Lay out as a numbered list, with blank lines omitted, the lines below from the one containing "of the <item>blue" through the one containing "[[117,518],[266,518],[265,475],[115,471]]", inclusive.

• • •

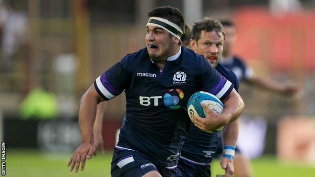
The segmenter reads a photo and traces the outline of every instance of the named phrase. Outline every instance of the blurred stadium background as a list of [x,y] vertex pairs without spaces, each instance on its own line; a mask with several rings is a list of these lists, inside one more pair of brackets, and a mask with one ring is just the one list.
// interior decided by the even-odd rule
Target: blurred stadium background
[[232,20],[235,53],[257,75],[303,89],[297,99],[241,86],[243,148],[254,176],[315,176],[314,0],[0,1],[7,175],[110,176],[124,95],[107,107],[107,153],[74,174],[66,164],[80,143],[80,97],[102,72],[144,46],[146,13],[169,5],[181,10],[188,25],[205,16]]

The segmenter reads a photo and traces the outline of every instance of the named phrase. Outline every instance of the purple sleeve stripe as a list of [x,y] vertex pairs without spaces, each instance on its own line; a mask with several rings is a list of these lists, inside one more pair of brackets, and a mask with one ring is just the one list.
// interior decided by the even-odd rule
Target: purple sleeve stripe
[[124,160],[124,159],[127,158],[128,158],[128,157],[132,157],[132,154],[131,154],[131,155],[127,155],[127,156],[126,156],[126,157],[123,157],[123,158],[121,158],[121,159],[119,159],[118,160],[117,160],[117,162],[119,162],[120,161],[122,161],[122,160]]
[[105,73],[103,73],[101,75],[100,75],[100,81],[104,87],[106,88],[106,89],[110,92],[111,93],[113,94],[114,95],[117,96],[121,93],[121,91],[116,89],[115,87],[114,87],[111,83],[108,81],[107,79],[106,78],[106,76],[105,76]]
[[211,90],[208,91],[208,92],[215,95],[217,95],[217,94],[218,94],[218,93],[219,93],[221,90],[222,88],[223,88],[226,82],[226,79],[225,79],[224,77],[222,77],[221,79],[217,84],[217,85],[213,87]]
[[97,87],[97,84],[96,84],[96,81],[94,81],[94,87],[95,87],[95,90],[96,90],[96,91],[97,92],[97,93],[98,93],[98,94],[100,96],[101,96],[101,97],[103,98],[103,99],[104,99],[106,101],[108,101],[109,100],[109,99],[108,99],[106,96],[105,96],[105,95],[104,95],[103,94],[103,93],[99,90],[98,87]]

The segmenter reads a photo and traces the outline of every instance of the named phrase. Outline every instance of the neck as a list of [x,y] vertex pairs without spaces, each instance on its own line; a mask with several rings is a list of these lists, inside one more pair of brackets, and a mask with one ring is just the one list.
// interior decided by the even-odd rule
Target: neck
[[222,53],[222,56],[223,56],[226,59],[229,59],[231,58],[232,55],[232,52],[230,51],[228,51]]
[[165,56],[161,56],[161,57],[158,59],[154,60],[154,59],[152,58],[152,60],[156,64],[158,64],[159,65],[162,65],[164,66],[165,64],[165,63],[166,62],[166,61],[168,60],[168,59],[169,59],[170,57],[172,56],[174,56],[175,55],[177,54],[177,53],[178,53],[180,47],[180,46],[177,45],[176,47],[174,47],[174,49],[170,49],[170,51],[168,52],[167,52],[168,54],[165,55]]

• • •

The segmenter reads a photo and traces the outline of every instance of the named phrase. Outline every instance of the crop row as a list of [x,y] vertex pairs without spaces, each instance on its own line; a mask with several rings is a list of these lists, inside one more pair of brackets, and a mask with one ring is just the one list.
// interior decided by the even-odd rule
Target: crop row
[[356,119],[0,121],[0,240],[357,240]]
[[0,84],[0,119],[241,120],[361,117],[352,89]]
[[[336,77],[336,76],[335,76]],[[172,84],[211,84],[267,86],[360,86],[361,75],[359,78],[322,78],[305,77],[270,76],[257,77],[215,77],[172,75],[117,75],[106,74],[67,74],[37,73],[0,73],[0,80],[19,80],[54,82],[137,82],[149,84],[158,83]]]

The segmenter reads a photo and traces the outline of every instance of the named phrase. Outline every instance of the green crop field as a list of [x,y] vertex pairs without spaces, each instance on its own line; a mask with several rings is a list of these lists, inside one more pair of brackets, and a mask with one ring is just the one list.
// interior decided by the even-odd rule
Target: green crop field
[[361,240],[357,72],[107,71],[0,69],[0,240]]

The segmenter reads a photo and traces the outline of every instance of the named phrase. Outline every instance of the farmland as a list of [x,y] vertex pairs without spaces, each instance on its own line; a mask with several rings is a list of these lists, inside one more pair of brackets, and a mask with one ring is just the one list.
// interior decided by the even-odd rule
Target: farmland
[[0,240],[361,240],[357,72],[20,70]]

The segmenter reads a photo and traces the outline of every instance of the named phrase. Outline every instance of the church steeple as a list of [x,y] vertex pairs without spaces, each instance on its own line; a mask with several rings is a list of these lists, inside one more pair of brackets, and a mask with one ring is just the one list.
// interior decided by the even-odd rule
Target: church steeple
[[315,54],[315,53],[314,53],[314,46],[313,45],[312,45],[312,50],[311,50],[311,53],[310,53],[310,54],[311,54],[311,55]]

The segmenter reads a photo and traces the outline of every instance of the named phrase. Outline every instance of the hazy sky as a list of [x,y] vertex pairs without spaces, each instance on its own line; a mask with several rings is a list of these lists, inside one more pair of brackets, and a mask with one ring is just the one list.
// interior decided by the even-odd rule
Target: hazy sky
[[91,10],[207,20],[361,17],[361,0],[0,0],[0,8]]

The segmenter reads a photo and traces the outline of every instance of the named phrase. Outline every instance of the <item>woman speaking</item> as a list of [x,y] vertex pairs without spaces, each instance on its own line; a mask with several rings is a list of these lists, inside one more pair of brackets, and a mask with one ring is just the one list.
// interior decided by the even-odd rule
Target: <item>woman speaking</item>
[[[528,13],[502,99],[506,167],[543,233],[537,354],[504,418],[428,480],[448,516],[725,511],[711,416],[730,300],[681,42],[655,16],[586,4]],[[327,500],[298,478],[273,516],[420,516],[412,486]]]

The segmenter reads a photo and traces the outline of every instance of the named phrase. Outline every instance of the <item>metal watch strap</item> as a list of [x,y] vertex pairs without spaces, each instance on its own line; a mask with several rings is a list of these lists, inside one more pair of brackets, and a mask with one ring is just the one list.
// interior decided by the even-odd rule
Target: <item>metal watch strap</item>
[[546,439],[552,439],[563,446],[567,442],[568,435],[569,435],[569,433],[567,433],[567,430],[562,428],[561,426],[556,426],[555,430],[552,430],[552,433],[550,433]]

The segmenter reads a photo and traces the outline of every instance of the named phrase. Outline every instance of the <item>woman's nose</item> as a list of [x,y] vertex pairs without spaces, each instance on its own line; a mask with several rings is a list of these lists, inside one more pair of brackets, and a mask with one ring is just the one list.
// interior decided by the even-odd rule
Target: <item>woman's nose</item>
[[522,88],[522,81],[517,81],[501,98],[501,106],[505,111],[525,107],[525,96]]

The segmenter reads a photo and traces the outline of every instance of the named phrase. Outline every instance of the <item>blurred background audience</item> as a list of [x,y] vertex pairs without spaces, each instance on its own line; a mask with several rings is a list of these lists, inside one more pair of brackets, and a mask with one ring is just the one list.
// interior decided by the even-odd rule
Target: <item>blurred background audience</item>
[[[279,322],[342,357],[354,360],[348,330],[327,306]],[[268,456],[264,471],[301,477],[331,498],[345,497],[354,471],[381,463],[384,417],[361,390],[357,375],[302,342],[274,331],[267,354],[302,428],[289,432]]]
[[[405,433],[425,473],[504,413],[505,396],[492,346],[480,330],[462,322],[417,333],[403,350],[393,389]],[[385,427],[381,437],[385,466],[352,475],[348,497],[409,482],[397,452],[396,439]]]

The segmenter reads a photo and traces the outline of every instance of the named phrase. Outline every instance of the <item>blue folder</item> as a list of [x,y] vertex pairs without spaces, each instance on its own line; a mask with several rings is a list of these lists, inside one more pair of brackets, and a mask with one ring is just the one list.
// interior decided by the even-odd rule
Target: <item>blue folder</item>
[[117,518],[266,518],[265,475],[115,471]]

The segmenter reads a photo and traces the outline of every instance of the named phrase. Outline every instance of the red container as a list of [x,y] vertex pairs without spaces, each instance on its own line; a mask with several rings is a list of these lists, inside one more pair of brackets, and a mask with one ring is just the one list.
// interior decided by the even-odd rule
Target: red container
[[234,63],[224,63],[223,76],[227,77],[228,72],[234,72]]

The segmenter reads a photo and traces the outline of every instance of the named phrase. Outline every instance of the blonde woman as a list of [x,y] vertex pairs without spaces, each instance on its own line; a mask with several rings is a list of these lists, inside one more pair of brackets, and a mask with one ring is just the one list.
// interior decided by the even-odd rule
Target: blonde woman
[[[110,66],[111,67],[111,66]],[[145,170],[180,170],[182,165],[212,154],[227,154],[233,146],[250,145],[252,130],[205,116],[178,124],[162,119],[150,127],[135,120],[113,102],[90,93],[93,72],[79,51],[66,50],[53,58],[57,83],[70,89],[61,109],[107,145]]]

• • •

### [Answer for the task]
1. The segmenter reads a photo and traces the outline of every instance of the named phrase. Outline every instance of the <item>blue folder</item> as a list of [x,y] vertex pairs without spaces, each instance on its own line; a mask with several rings is a list of these lists, inside one more pair of brackets, and a mask with one ring is just the one list.
2. // interior decided by the even-odd rule
3. Target: <item>blue folder</item>
4. [[117,518],[266,518],[265,475],[115,471]]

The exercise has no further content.